## GIVEN PASSAGE
Below are the steps involved:
- Intialize a nodes of vector v.
- Traverse in inorder, So as to get sorted vector.
- Get the Kth smallest node.
- Again Iterate in inorder traversal for kth samllest node and store them in another vector.
- Once done, check the size of vector:
- If even, median will be sum of both mid divide by 2.
- If odd, median will be mid of vector.
Below is the implementation of the code:
C++
#include <bits/stdc++.h>
using namespace std;
struct Node {
int data;
Node* left;
Node* right;
};
Node* newNode(int data)
{
Node* temp = new Node;
temp->data = data;
temp->left = temp->right = NULL;
return temp;
}
Node* insert(Node* root, int data)

## STATED PROBLEM 1
Repeat the excerpt word for word, starting at "- Once done, check" and ending at "Node* newNode(int data)".
## STATED PROBLEM 2
According to the excerpt, how is the median found when the vector's size is even?
The lines that follow have no connection to the excerpt.

## SUPPLIED DATA
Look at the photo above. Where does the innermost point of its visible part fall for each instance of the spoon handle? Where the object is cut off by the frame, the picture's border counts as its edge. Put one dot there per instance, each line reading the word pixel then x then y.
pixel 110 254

## WRITTEN ANSWER 1
- Once done, check the size of vector:
- If even, median will be sum of both mid divide by 2.
- If odd, median will be mid of vector.
Below is the implementation of the code:
C++
#include <bits/stdc++.h>
using namespace std;
struct Node {
int data;
Node* left;
Node* right;
};
Node* newNode(int data)

## WRITTEN ANSWER 2
It is the sum of both middle values divided by 2.